Do this >> Rewrite the lines below, starting with the line that contains "Isolate the gray" and going on through the last line, with "towel" switched to "blanket" and nothing else altered.

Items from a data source
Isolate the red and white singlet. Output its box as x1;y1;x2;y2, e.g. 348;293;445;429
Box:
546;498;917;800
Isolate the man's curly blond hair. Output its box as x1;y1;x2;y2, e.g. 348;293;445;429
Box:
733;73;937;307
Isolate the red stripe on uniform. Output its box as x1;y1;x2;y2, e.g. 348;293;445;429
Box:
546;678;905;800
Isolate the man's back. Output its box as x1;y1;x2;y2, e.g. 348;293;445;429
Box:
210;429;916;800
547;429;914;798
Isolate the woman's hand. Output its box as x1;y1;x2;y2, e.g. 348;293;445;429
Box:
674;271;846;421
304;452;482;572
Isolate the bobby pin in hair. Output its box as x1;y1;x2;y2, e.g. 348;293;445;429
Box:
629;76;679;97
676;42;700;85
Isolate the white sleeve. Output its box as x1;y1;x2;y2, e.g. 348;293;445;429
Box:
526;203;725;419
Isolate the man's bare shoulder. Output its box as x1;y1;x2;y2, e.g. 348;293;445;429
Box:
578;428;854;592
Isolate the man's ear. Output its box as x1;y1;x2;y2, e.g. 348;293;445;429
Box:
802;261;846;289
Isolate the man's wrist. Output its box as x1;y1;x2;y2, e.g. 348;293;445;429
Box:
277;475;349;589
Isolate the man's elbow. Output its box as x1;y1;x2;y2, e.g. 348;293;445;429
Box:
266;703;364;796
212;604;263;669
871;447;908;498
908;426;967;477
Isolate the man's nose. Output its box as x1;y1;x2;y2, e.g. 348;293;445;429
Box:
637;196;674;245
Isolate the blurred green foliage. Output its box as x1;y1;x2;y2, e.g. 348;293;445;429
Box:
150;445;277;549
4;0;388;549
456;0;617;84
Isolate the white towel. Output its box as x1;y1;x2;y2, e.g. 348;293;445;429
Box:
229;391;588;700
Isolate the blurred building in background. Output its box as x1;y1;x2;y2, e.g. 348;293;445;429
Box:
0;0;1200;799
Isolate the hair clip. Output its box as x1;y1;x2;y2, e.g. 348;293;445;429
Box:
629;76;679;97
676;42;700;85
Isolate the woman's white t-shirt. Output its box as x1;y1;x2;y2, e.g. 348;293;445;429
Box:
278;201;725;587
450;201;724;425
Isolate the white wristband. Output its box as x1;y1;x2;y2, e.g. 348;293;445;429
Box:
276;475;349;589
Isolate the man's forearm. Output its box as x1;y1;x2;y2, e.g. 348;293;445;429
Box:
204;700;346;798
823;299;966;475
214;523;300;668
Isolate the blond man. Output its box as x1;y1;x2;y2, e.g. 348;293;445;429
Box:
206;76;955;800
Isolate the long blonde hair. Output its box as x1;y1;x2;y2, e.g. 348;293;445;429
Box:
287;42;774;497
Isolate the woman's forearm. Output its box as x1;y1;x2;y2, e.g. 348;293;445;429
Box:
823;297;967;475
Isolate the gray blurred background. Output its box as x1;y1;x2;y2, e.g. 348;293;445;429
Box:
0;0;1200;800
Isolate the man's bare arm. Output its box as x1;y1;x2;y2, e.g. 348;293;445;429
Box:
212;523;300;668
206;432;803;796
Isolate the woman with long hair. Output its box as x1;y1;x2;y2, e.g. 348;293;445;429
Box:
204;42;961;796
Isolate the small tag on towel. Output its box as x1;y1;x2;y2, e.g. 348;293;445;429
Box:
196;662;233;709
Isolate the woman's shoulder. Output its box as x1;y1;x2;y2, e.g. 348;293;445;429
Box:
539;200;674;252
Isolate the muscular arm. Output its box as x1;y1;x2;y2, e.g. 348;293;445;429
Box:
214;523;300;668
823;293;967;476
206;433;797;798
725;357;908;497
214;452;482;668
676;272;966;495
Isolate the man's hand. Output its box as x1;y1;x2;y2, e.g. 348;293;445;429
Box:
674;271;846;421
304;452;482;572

The output >>
Isolate the gray blurred background. Output its box as x1;y1;x2;y2, e.g. 348;293;445;429
Box:
0;0;1200;800
Isolate the man's bare arm. Output its box as x1;y1;x2;y2, e.g. 348;293;445;429
Box:
212;523;300;668
206;432;803;796
Isolate the woman with long hair. Output its box as x1;y1;x2;y2, e.g. 348;293;445;429
Box:
204;42;961;796
Isolate the small tag on blanket. Output its box as x1;y1;x2;y2, e.g. 348;293;445;429
Box:
196;662;233;709
Isolate the woman's shoulder. Output its box as x1;y1;x2;y2, e.g. 348;293;445;429
Box:
539;200;674;252
Isolate the muscular arm. Output its box as x1;y1;x2;y2, e.g. 348;293;445;429
Box:
214;523;300;668
823;293;967;476
206;433;797;798
725;357;908;497
214;452;482;668
676;272;966;495
Isolate the man's hand. Output its box as x1;y1;x2;y2, e.g. 348;293;445;429
Box:
674;271;846;421
304;452;482;572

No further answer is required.